Data for this task:
-- start --

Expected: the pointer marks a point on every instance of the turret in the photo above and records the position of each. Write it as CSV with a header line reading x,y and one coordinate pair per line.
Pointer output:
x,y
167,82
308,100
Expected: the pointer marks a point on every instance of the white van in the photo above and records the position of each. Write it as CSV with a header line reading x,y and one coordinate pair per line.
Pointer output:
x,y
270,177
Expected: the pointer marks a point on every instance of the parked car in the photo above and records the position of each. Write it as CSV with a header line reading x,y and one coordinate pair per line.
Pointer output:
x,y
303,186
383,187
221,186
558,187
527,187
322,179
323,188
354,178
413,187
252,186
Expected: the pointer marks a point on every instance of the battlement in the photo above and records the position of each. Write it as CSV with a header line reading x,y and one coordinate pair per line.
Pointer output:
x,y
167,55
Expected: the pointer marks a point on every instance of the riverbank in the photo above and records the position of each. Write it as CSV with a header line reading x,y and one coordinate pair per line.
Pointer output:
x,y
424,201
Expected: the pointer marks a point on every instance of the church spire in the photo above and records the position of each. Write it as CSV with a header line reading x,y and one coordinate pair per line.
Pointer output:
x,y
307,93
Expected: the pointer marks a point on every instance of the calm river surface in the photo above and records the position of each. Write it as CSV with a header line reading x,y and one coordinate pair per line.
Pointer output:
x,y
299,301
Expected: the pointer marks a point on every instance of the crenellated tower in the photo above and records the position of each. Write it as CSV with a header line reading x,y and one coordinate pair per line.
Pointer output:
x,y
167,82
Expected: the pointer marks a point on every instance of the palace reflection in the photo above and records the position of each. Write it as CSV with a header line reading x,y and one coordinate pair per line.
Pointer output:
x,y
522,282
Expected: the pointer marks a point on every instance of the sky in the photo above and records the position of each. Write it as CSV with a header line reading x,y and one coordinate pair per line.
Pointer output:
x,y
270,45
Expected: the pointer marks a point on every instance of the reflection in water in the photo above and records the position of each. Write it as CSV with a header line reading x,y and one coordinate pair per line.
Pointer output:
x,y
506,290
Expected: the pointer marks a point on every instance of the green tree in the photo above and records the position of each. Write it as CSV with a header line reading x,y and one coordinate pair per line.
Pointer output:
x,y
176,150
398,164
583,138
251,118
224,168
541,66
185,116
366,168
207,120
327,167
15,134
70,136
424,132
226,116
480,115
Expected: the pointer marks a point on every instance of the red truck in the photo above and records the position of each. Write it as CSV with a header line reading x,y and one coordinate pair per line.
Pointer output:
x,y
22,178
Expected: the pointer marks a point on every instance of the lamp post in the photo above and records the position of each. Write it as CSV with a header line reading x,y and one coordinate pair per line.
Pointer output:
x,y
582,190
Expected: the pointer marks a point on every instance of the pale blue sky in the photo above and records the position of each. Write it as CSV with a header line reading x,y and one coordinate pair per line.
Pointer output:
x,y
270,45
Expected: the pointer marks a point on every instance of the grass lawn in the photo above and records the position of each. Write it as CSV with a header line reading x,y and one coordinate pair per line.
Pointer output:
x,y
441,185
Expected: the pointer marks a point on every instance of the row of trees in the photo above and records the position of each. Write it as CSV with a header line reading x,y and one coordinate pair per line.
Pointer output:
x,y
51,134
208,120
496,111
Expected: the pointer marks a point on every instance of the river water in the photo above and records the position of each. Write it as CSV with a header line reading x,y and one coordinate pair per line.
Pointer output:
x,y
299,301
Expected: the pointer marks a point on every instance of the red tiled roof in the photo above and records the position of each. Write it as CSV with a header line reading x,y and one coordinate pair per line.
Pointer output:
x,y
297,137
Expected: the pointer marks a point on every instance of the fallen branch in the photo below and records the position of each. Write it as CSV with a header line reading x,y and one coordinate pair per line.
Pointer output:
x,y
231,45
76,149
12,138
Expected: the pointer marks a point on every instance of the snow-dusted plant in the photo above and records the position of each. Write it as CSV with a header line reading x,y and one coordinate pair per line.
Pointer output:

-- end --

Reproduce all of the material above word for word.

Written solution:
Expected: the pointer marks a point on every instance of the turret in the photo above and records the position of each. Write it as CSV with a header line reading x,y and one coordinate pair per line.
Pointer output:
x,y
167,82
308,100
Expected: the pointer marks a point on every instance of the white van in the photo above and records the position of each. Write it as CSV with a header line reading x,y and one coordinate pair per line.
Pointer output:
x,y
270,177
Expected: the pointer marks a point on every instance of the parked car in the photo above and records the position of each. Write it as CSV with a header line reading x,y and one coordinate pair per line.
Pointer output:
x,y
303,186
383,187
221,186
558,187
527,187
322,179
323,188
354,178
413,187
252,186
Expected: the pointer marks a point on every instance of the battlement in the photo above and records the position of each. Write it as CSV with a header line reading x,y and one coordinate pair per line.
Pointer output:
x,y
167,55
Expected: the pointer marks a point on every instance of the riverbank in the photo above and records the position of each. Write it as CSV with a header line reading x,y and one coordinate pair per line.
Pointer output:
x,y
424,201
Expected: the pointer marks a point on every instance of the church spire in the photo above and records the position of each. Write it as CSV with a header line reading x,y and one coordinate pair per line.
Pointer output:
x,y
307,93
Expected: the pointer marks a point on every instance of the calm river surface in the photo above and records the position of each. Write it as CSV with a header line reading x,y and one coordinate pair per line.
Pointer output:
x,y
299,301
Expected: the pointer marks a point on every instance of the crenellated tower in the photo above and records the position of each. Write it as CSV with a header line reading x,y and one coordinate pair per line.
Pointer output:
x,y
167,82
Expected: the pointer marks a point on every instance of the palace reflection in the photo above and records the position of each. Write it as CSV with a header line reading x,y and one coordinate pair per line.
Pointer output:
x,y
522,282
Expected: the pointer marks a point on every instance of the sky in the photo above and records the position of each. Write it as CSV with a header line reading x,y and one coordinate pair per line.
Pointer output:
x,y
270,45
Expected: the pointer marks a point on every instance of the reflection in water in the photo above and records the position of each. Write it as CSV with a header line reading x,y and one coordinate pair per line.
Pointer output:
x,y
506,290
Expected: the pointer marks a point on every instance of the green tree in the photo above and records the position of each. Write it as CSV with a header line reading x,y and one coordinate pair per line.
Pointer output:
x,y
176,150
398,164
583,138
251,118
224,168
541,66
185,116
366,168
207,120
327,167
15,134
70,136
424,132
226,116
480,115
Expected: the pointer marks a point on every instance of the red truck in the photo above and records the position of each. Write it as CSV with a header line reading x,y and one coordinate pair per line.
Pointer output:
x,y
22,178
Expected: the pointer marks a point on every instance of the lamp post in the photo above and records the position of each. Write it as CSV with a header line reading x,y and one coordinate pair per line.
Pointer output:
x,y
582,190
Expected: the pointer marks a point on every instance of the pale blue sky in the photo above and records the position of each. Write it as CSV with a header line reading x,y and one coordinate pair per line.
Pointer output:
x,y
270,45
Expected: the pointer marks a point on every instance of the grass lawn in the photo above and records the position of each. Write it as CSV with a header line reading x,y and one coordinate pair per line.
Pointer output:
x,y
441,185
Expected: the pointer marks a point on every instance of the row of trees in the photo above and records the position of each. Write it as CSV with a header line reading x,y and one coordinate pair per line.
Pointer output:
x,y
51,134
208,120
496,111
Expected: the pointer marks a point on every instance of the river water in the photo above and records the position of each. Write it as CSV with a header line reading x,y and one coordinate pair per line.
Pointer output:
x,y
299,301
Expected: the pointer marks a point on every instance of the red tiled roof in the photo above and records the position of each. Write it as CSV with a header line reading x,y and one coordinate pair per line.
Pointer output:
x,y
297,137
Expected: the pointer marks a point on every instance of the fallen branch in the photo below and records the position of each. Write it as CSV with a header line reading x,y and one coordinate pair per line.
Pointer output:
x,y
231,45
76,149
12,138
Expected: the pointer marks a point on every instance of the snow-dusted plant in the photo above and records the position of each. Write it as CSV with a header line reading x,y and one coordinate pair per line.
Pointer output:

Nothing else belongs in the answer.